§ Request A
In the entries below, replace "field log" with "survey log" in the lines between the one holding "of the scrolled" and the end of the entries, inclusive. Give back only those lines, with everything else unchanged.

§ Document excerpt
▬▬▬▬▬▬

Mumsnet has not checked the qualifications of anyone posting here. If you need help urgently or expert advice, please see our domestic violence webguide and/or relationships webguide. Many Mumsnetters experiencing domestic abuse have found this thread helpful: Listen up, everybody

Anyone help re. Settlement but not married?

57 replies

31weeksgone · 01/05/2020 14:21

It’s a long back story but I need to leave my “DP”. Many a thread about it before, he’s been manipulating and quietly controlling so not feeling any empathy or warmth there at all.

I’ve lived with him for 7 years, been a mum for 5 or so to his (our) child. I gave up my job and career. We’re not married. I moved into his house, and he kept paying his mortgage.

Would I be entitled to anything at all when we split up? I know we’re not married but I’ve lived here for 7ish years and he’s paid the mortgage with family money for all of this time.

I’m going to be walking away to a while of struggling on benefits as a student too whilst he keeps his house and family mortgage paid.

Has anyone got any experience of anything like this at all and offer any advice? Sad

OP posts:
CancelH0l1dayz · 01/05/2020 18:55

Can you wait until you finish your degree & are employed FT ?

SandyY2K · 01/05/2020 19:34

It's his house and he's been paying the mortgage all these years....why would you think you've any right to some of it?

▬▬▬▬▬▬

§ Provided entries
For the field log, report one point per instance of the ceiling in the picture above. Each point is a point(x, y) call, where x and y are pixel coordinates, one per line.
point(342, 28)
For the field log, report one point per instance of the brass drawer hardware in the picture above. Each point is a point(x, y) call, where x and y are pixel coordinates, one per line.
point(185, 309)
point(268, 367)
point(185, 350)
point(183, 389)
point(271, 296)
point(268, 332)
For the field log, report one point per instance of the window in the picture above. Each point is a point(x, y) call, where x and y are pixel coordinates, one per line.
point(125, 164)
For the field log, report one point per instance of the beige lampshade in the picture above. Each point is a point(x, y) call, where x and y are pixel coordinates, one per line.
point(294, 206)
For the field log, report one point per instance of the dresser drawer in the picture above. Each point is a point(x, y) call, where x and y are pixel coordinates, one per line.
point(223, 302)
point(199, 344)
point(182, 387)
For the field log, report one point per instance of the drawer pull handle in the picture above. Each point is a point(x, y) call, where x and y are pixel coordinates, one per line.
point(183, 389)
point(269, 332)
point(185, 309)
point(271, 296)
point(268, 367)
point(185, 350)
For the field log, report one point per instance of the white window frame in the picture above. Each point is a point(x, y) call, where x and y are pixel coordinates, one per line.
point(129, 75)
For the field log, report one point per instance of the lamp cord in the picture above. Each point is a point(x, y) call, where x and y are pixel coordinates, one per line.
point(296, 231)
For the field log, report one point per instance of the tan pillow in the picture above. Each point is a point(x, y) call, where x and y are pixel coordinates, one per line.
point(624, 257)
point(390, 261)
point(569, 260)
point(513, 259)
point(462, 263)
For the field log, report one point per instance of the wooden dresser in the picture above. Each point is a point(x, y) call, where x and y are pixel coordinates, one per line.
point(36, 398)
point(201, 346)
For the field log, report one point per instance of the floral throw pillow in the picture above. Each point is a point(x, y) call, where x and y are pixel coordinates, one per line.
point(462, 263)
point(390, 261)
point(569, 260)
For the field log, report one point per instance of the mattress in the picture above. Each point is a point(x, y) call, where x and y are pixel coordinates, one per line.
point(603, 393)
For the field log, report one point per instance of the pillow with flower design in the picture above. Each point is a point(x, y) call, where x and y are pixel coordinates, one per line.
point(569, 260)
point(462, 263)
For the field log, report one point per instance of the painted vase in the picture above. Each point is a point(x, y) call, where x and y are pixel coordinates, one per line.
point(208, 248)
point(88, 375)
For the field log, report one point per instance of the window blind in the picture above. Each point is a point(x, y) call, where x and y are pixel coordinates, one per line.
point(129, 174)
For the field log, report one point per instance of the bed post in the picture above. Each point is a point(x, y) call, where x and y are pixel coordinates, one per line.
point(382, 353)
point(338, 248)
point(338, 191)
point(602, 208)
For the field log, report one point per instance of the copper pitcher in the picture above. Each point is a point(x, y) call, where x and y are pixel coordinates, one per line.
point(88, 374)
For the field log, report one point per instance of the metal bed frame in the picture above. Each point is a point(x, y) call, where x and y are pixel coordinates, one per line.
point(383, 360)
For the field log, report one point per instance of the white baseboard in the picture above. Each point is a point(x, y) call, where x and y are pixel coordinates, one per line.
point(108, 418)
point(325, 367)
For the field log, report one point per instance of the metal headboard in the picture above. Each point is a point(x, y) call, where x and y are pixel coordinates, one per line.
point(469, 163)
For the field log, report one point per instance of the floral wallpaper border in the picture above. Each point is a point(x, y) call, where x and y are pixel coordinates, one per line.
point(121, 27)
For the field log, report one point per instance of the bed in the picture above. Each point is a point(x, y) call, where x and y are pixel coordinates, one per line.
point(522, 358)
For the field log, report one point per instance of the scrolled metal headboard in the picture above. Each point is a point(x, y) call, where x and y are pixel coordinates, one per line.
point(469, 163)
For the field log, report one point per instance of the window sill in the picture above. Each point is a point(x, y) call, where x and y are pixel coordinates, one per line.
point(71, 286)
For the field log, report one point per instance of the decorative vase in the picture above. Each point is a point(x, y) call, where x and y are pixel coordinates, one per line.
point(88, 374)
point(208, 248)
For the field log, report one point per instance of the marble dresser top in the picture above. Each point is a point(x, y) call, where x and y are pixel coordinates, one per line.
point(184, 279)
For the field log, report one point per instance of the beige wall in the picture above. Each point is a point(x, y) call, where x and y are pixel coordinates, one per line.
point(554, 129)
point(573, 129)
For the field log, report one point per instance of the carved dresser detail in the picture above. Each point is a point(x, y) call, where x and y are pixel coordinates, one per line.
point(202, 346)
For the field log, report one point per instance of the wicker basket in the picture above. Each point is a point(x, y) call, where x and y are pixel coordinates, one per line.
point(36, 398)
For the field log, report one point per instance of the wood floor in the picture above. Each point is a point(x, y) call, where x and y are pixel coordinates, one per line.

▬▬▬▬▬▬

§ Request B
Copy the passage of the forum thread above between "Mumsnet has not" and "paying his mortgage.", inclusive, word for word.

§ Complete answer A
For the survey log, report one point per instance of the scrolled metal headboard in the picture above. Each point is a point(x, y) call, where x and y are pixel coordinates, one per line.
point(469, 163)
For the survey log, report one point per instance of the window sill in the picture above. Each point is a point(x, y) call, where x and y are pixel coordinates, one per line.
point(71, 286)
For the survey log, report one point per instance of the decorative vase in the picture above. Each point is a point(x, y) call, where x and y are pixel coordinates, one per line.
point(88, 374)
point(208, 248)
For the survey log, report one point per instance of the marble dresser top in the picture above. Each point is a point(x, y) call, where x and y are pixel coordinates, one per line.
point(184, 279)
For the survey log, report one point per instance of the beige wall in the picture above. Each point is a point(x, y) call, where x and y are pixel coordinates, one per line.
point(554, 129)
point(573, 129)
For the survey log, report one point per instance of the carved dresser detail in the picture above. Each point is a point(x, y) call, where x and y are pixel coordinates, one per line.
point(202, 346)
For the survey log, report one point per instance of the wicker basket in the picture above. Each point is a point(x, y) call, where x and y are pixel coordinates, one per line.
point(36, 398)
For the survey log, report one point per instance of the wood floor in the picture above. Each point is a point(x, y) call, where x and y are pixel coordinates, one per line.

§ Complete answer B
Mumsnet has not checked the qualifications of anyone posting here. If you need help urgently or expert advice, please see our domestic violence webguide and/or relationships webguide. Many Mumsnetters experiencing domestic abuse have found this thread helpful: Listen up, everybody

Anyone help re. Settlement but not married?

57 replies

31weeksgone · 01/05/2020 14:21

It’s a long back story but I need to leave my “DP”. Many a thread about it before, he’s been manipulating and quietly controlling so not feeling any empathy or warmth there at all.

I’ve lived with him for 7 years, been a mum for 5 or so to his (our) child. I gave up my job and career. We’re not married. I moved into his house, and he kept paying his mortgage.